Extend the discussion of oral cancer in Aboriginal and non-Aboriginal Australians past its last sentence.

◆ **SUPPLIED TEXT**
· · · ·

We limited our study to individuals with no prior, concurrent or subsequent cancer. We have done this as another diagnosis of a malignancy may have adversely influenced survival of individuals diagnosed with oral SCC. However further studies are required incorporating these individuals with co-morbidity.
No association was observed between Aboriginal and non-Aboriginal status and sex, nor between Aboriginal and non-Aboriginal status and smoking. This may again be explained by the very small numbers of Aboriginal individuals identified in our study population.
While not statistically significant, the trend towards decreasing oral SCC diagnosis amongst Aboriginal population with advancing age is probably due to their shortened life expectancy, which is about 17 years lower than that of other Australians [10]. The consequent trend towards an increased chance of oral SCC at a younger age for Aboriginal subjects, may also be exacerbated by their significantly higher smoking rates and higher risk alcohol exposures [17]. This is in keeping with previously published data on smoking related cancers where excess incidence and mortality is more apparent in indigenous Australians under 65 years of age, than in other similar aged Australians [18].
As expected, most Aboriginal individuals diagnosed with oral SCC resided in non-urban areas. The remote residence of this population adversely impacts on their access to appropriate medical services. Problems with transport, accommodation arrangements and alienating city hospital environments are well recognised barriers encountered by rural and remote Aboriginal individuals [13]. While this may in part explain the possible trend towards Aboriginal individuals presenting with a more advanced disease stage, the five year survival was not significantly different between the Aboriginal and non-Aboriginal populations. The survival and recurrence outcomes for Aboriginal people should be monitored in future studies in case differences between Aboriginal and non-Aboriginal populations emerge.

· · · ·

◆ **Image point grounding data**
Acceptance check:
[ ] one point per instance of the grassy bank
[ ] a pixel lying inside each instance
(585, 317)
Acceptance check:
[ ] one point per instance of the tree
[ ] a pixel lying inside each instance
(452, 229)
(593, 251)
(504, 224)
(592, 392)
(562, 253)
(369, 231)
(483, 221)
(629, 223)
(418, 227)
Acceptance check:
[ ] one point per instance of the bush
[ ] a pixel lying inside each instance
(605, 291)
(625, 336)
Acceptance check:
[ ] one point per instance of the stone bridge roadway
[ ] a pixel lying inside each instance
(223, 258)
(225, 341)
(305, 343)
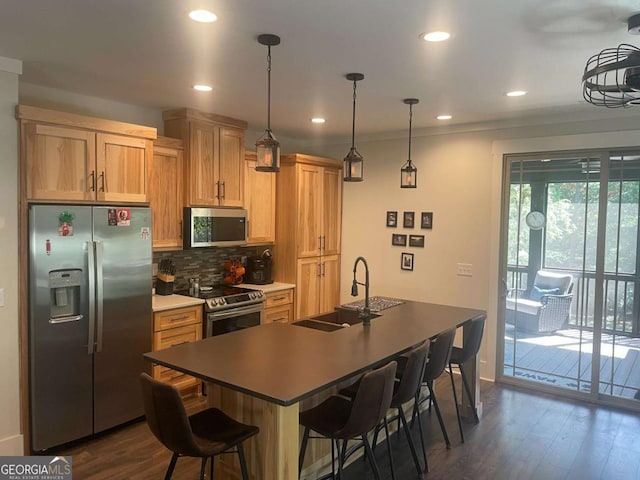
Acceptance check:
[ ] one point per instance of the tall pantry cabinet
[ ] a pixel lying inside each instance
(308, 226)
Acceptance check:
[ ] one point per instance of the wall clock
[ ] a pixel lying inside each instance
(535, 220)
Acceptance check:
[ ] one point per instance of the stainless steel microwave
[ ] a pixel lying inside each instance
(214, 227)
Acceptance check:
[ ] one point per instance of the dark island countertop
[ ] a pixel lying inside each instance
(283, 363)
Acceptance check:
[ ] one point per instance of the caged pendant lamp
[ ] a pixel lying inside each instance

· · · ·

◆ **TASK RESPONSE**
This study is limited by the small numbers of Aboriginal individuals identified and by the quality of administrative records. Exclusion of a significant number of records from the final analysis was the result of incomplete hospital data and the importance of accurate medical records cannot be overemphasized. Data pertaining to the disease stage was particularly poorly recorded. For practical reasons extraction of medical records for data collection was limited to Western Australia’s three main public hospitals. Records of 11% of relevant cases identified through WACR were held in other institutions.
CONCLUSION
This study provided new information on person and disease characteristics of Aboriginal and non-Aboriginal Western Australian individuals diagnosed with oral SCC. Although the number of Aboriginal individuals was small, there appeared no difference between Aboriginal and non-Aboriginal subjects in the profile of the disease or 5-year survival. While this observational study is underpowered to detect moderate differences, this largely descriptive study provides data which have not previously been published. Access to the WACR data was pivotal in this study. The importance of accurate medical records is emphasized. Future studies involving Aboriginal Australians in particular could include larger scale, multicentre studies.
CONFLICT OF INTEREST
The authors confirm that this article content has no conflict of interest.
ACKNOWLEDGEMENTS
The authors would like to thank the WACR staff for their assistance in this project.